◆ **Items listed in a dataset**
· · · · ·
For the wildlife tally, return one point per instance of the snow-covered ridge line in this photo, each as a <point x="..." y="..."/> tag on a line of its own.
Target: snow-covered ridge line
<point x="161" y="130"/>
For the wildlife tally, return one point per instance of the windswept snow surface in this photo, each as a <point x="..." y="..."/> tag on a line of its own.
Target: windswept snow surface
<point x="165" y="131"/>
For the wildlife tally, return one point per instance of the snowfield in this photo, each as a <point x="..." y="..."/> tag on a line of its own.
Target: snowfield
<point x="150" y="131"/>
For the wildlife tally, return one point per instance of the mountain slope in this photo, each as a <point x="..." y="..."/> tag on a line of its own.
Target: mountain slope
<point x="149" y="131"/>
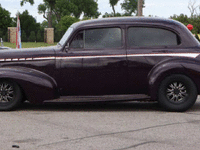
· · · · ·
◆ **What the exercise asks**
Pull out each line of the entries above that contains the string "covered", matching case.

◆ **Full response**
For the wildlife tally, return one point per instance of the snow-covered ridge line in this photo, each as a <point x="..." y="..."/> tag on a line of its own.
Target: snow-covered ridge line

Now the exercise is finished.